> **本文ブロック**:
図2A】[0010]例示の実施形態による例示のロボティックアームを示す図である。
図2B】[0011]例示の実施形態による別の例のロボティックアームを示す図である。
図3A】[0012]例示の実施形態による例示のエンドエフェクタおよび基準物体の平面図である。
図3B】[0013]例示の実施形態による例示のエンドエフェクタおよび基準物体の側面図である。
図4】[0014]例示の実施形態による例示の方法のブロック図である。
【発明を実施するための形態】
【0010】
[0015] 例示の方法およびシステムが本明細書中に記載されている。本明細書中に記載された任意の例示の実施形態または特徴は、必ずしも他の実施形態または特徴よりも好ましいまたは有利であると解釈されるべきではない。本明細書中に記載された例示の実施形態は、限定していることを意図していない。本開示のシステムおよび方法のいくつかの態様は、幅広い種類の異なる構成に構成および組み合わせることができ、それらの全てが本明細書中で考えられていることを容易に理解されよう。
【0011】
[0016] さらに、図に示された特定の構成は、限定と見られるべきではない。他の実施形態は所与の図に示された各要素をより多くまたはより少なく備えてもよいことを理解されたい。さらに、例示された要素のいくつかは、組み合わされても、または省かれてもよい。またさらに、例示の実施形態は、図に示されていない要素を備えてもよい。

収集データ:
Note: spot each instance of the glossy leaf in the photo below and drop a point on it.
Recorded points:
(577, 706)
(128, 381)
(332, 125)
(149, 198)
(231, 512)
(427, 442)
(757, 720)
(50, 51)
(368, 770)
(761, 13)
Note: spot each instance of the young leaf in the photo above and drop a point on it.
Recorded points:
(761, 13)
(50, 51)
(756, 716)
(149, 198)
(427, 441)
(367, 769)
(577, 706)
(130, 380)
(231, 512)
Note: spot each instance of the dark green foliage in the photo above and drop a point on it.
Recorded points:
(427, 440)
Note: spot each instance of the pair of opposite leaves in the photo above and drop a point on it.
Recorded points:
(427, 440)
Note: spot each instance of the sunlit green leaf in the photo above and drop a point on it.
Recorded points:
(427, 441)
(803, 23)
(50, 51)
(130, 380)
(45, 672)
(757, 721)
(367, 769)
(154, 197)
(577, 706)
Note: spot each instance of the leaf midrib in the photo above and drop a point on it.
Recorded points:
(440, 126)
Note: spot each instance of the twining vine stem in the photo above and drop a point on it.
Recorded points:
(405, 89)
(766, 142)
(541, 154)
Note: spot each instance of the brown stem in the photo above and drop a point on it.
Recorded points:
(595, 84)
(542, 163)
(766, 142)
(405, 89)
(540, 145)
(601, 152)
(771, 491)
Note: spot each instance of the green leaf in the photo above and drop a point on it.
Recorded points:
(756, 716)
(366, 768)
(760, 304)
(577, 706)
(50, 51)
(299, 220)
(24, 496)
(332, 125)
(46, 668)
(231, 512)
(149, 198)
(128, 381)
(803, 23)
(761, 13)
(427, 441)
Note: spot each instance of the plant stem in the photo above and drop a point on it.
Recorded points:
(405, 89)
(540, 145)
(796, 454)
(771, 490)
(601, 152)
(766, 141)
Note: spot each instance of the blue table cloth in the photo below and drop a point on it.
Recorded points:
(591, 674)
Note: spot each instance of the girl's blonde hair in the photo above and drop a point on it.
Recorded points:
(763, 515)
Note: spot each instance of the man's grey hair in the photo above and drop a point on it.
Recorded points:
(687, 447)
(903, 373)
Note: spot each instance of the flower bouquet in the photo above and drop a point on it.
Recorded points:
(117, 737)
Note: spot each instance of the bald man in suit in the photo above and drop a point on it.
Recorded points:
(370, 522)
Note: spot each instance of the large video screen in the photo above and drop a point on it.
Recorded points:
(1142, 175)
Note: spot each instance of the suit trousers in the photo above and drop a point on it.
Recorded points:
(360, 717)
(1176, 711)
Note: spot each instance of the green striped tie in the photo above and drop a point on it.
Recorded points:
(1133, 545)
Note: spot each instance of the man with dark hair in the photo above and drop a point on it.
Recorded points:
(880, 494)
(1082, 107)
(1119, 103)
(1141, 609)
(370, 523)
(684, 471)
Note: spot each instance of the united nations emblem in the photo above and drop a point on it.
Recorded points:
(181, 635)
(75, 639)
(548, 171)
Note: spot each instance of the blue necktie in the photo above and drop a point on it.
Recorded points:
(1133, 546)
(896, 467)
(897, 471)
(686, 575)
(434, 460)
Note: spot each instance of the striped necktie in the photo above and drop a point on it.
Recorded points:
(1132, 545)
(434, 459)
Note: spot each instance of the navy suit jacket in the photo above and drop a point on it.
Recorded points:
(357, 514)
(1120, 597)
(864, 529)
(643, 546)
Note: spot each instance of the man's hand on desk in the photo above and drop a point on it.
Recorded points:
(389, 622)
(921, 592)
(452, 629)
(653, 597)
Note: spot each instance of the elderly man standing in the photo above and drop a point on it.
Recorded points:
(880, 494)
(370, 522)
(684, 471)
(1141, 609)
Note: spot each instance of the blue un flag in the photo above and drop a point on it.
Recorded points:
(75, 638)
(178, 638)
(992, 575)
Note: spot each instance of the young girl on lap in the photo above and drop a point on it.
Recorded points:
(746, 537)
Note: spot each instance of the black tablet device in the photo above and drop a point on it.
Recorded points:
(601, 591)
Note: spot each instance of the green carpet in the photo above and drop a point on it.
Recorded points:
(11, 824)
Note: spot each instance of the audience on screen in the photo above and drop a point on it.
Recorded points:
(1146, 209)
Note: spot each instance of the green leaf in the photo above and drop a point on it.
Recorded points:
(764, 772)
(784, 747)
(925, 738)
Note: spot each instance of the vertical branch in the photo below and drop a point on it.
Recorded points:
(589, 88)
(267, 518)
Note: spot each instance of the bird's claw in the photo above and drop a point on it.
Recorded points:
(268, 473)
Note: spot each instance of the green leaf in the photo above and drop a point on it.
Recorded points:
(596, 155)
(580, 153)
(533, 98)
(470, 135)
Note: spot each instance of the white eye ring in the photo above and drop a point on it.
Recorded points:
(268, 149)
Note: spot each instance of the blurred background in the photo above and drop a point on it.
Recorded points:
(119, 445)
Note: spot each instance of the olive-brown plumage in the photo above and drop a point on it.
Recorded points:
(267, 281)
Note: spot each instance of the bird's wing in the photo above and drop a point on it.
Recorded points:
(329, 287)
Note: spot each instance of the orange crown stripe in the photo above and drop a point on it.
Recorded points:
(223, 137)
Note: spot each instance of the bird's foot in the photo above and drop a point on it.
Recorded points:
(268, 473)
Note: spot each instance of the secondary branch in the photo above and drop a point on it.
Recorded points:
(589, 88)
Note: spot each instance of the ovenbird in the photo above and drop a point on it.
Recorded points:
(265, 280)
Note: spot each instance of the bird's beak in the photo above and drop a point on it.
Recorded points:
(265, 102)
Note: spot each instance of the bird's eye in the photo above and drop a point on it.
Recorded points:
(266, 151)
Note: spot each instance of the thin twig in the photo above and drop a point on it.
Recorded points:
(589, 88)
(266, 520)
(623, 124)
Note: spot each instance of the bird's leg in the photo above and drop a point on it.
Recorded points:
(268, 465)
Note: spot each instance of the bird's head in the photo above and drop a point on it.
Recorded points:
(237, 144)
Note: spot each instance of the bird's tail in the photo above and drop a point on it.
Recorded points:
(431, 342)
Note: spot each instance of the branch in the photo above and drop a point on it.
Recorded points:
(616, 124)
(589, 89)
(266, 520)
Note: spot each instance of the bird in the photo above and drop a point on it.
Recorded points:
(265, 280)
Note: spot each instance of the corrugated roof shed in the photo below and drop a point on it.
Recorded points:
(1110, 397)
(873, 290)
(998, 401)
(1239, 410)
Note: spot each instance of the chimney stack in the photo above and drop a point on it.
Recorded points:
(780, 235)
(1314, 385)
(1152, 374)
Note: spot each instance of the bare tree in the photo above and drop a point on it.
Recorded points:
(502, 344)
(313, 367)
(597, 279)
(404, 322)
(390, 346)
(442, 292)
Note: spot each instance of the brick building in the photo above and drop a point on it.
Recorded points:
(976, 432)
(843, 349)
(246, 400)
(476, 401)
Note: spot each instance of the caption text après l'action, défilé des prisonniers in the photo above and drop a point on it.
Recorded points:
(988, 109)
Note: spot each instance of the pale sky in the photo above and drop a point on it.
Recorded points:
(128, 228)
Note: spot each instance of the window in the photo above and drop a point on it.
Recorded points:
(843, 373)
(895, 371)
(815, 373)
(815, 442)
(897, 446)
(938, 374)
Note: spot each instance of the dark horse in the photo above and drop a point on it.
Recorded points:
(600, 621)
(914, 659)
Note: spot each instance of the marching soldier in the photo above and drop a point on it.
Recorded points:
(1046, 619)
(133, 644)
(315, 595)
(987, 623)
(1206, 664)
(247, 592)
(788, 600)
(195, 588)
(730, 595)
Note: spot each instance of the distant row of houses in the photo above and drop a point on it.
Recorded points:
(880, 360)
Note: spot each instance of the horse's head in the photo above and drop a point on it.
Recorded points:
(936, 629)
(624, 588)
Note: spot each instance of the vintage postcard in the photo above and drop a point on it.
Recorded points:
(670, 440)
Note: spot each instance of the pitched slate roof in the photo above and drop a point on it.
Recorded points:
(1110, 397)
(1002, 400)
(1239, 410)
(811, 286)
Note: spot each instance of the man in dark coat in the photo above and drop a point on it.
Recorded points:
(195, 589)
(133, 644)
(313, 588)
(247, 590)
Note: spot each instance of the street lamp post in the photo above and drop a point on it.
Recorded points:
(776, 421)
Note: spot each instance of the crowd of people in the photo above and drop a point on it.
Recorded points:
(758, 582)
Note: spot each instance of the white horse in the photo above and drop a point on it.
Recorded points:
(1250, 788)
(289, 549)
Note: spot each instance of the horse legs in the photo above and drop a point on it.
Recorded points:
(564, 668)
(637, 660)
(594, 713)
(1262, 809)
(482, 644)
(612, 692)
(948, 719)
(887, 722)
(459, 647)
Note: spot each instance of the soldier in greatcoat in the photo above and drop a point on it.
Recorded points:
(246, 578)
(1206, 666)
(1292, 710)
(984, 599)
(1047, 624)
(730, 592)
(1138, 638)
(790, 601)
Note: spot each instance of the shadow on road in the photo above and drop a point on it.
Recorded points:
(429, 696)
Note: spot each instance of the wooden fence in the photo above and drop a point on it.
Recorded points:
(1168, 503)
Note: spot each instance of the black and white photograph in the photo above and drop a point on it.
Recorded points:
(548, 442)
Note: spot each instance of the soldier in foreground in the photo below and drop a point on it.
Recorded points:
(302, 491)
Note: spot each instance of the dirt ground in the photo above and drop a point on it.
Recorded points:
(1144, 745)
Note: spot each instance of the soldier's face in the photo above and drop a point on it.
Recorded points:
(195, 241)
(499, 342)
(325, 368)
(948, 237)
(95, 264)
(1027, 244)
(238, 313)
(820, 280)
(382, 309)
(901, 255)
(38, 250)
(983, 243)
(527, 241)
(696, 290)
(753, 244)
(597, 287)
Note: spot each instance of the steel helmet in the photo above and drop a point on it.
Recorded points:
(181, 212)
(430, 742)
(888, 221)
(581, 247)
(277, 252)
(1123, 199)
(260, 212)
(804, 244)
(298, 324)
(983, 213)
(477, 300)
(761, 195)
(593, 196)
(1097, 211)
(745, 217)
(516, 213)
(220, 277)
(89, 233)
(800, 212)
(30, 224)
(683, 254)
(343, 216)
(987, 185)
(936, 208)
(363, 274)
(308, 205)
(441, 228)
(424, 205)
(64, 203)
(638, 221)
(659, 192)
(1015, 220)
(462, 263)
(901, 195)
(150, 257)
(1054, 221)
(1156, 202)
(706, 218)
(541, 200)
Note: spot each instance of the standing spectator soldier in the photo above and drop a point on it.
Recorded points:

> **作業指示**:
a – ロボティックアームに関する文書によると、図4は何を示す図ですか。
b – エントリのうち、「Note: spot each instance of the wooden」を含む行から「(1144, 745)」を含む行までを、空行を除いて1行を1つの文字列とするJSONリストの形に整えてください。
ロボティックアームに関する文書とエントリとの間に関連はありません。

> **想定回答**:
a – 例示の実施形態による例示の方法のブロック図です。

b –
[
  "Note: spot each instance of the wooden fence in the photo above and drop a point on it.",
  "Recorded points:",
  "(1168, 503)",
  "Note: spot each instance of the black and white photograph in the photo above and drop a point on it.",
  "Recorded points:",
  "(548, 442)",
  "Note: spot each instance of the soldier in foreground in the photo below and drop a point on it.",
  "Recorded points:",
  "(302, 491)",
  "Note: spot each instance of the dirt ground in the photo above and drop a point on it.",
  "Recorded points:",
  "(1144, 745)"
]